• _Position identification records_
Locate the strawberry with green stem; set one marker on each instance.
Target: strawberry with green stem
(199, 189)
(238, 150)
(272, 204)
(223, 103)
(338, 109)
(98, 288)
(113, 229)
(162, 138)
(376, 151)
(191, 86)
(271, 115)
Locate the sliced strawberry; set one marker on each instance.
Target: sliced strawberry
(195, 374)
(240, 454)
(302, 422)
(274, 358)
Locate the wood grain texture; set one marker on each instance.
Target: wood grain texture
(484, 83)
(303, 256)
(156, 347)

• _Description of the task_
Please return all of the material above, reproducing every line without a single change.

• _Output for this exercise_
Locate the strawberry with green stem; set one marker on each instance.
Target: strawberry with green stem
(199, 189)
(238, 150)
(272, 204)
(223, 103)
(338, 109)
(98, 288)
(113, 229)
(162, 138)
(376, 151)
(191, 86)
(271, 115)
Locate the sliced strawberry; set one marker on each instance.
Target: sliced strawberry
(195, 374)
(240, 454)
(302, 422)
(274, 358)
Locate the wood grain texture; set one marker on each instance.
Target: wood grain texture
(484, 83)
(303, 256)
(156, 347)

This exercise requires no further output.